Trabajo requerido —
**a)** Responde estas preguntas a partir del texto sobre las células bacterianas y humanas:
(i) ¿En qué año se escribió el artículo del que salió la cifra de 10 veces más células bacterianas que humanas?
(ii) ¿Qué porcentaje de nuestras células son glóbulos rojos?
(iii) ¿Cuántos genes propios tenemos aproximadamente en nuestro cuerpo?
**b)** Retoma, por favor, el texto sobre las células bacterianas y humanas y continúalo a partir de su última oración.

Texto proporcionado —
= = =
Durante años fue habitual decir que cada uno de nosotros contenía 10 veces más células bacterianas que humanas. Pues resulta que esa cifra que parece tan contundente salió de un artículo escrito en 1972 que planteaba poco más que una conjetura. En 2016, diversos investigadores de Israel y Canadá hicieron una evaluación más meticulosa y llegaron a la conclusión de que cada uno de nosotros contiene alrededor de 30 billones de células humanas y entre 30 y 50 billones de células bacterianas (la cantidad depende de múltiples factores como la salud o la dieta), de modo que en realidad ambas cifras están mucho más cerca de ser iguales; sin embargo, también habría que señalar que el 85 % de nuestras células son glóbulos rojos, que no son en absoluto células propiamente dichas en tanto que no poseen ninguno de los elementos que caracterizan a la maquinaria celular habitual (como los núcleos y las mitocondrias), sino más bien meros contenedores de hemoglobina.10 Aparte de eso, hay que considerar también el hecho de que las células bacterianas son diminutas, mientras que las células humanas son comparativamente gigantescas; de modo que, en términos de masa, por no hablar de la complejidad de lo que hacen, las células humanas son incuestionablemente más relevantes. Por otra parte, visto desde el prisma genético, resulta que en nuestro cuerpo tenemos alrededor de 20.000 genes propios, pero probablemente albergamos también hasta 20 millones de genes bacterianos, por lo que desde ese punto de vista somos aproximadamente un 99 % bacterias y apenas un 1 % nosotros mismos.
= = =
Datos registrados —
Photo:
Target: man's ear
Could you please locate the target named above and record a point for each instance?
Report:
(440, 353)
= = =
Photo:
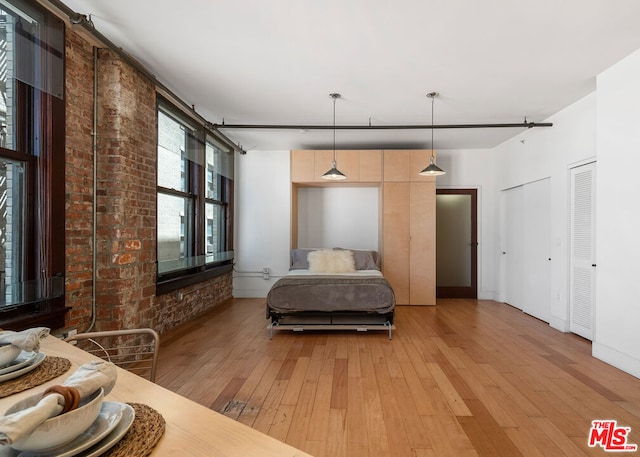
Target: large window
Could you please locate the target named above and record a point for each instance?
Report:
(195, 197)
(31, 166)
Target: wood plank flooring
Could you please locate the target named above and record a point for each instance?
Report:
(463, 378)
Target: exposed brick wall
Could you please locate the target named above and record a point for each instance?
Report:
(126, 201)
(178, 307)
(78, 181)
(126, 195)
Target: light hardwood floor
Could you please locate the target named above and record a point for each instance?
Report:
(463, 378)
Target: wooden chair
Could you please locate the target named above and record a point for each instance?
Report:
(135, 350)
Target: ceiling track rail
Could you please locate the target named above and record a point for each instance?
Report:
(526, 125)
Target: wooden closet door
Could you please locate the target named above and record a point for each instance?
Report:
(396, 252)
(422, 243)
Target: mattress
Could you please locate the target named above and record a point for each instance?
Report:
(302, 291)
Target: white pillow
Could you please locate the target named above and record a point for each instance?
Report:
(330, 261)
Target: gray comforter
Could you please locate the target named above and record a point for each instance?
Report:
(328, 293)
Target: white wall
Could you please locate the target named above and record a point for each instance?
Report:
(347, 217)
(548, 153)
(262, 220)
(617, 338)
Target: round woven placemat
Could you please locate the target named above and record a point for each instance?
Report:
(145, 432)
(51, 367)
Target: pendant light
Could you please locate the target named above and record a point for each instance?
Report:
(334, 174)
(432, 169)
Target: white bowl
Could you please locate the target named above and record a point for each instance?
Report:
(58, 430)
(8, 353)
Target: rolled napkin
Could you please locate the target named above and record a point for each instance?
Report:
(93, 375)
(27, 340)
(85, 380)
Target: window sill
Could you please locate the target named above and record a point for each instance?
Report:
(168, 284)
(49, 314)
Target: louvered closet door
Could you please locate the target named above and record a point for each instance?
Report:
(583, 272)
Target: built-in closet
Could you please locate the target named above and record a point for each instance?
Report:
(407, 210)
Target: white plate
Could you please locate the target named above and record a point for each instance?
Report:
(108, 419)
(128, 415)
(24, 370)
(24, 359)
= = =
Respuestas por tarea —
**a)**
(i) En 1972.
(ii) El 85 %.
(iii) Alrededor de 20.000.

**b)**
Las comunidades microbianas pueden ser sorprendentemente específicas.11 Aunque usted y yo tengamos cada uno varios miles de especies bacterianas en nuestro interior, puede que compartamos tan solo una fracción de ellas. Parece ser que los microbios defienden ferozmente su territorio. Cuando mantenemos relaciones sexuales, intercambiamos un montón de microbios y otros materiales orgánicos con nuestra pareja. Según un estudio, un solo beso apasionado genera la transferencia de hasta 1.000 millones de bacterias de una boca a otra, junto con unos 0,7 miligramos de proteína, 0,45 miligramos de sal, 0,7 microgramos de grasa y 0,2 microgramos de «compuestos orgánicos variados» (es decir, restos de comida).* Pero en cuanto se acaba la fiesta los microorganismos anfitriones en las dos personas implicadas inician una especie de gigantesco proceso de limpieza, y en aproximadamente cuestión de un día el perfil microbiano de ambas partes se habrá restaurado más o menos por completo al que tenían antes de entrelazar las lenguas. De vez en cuando se cuelan algunos agentes patógenos, y es entonces cuando cogemos un herpes o un resfriado, pero esa es la excepción antes que la regla.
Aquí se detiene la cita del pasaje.